- **Problem details**: Rescale the entries below by repeating every line, requests included, with each point coordinate in the answers multiplied by 1.95 and rounded to a whole number, halves up. Leave the format sample inside each request unchanged.

• • • •

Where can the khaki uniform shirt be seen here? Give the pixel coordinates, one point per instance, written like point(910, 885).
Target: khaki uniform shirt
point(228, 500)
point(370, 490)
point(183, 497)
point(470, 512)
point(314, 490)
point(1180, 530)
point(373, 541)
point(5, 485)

• • • •

- **Result of the task**:
Where can the khaki uniform shirt be seen here? Give the pixel coordinates, one point per instance, written like point(910, 885).
Target: khaki uniform shirt
point(445, 975)
point(722, 956)
point(357, 969)
point(917, 998)
point(612, 956)
point(2301, 1034)
point(727, 1055)
point(10, 946)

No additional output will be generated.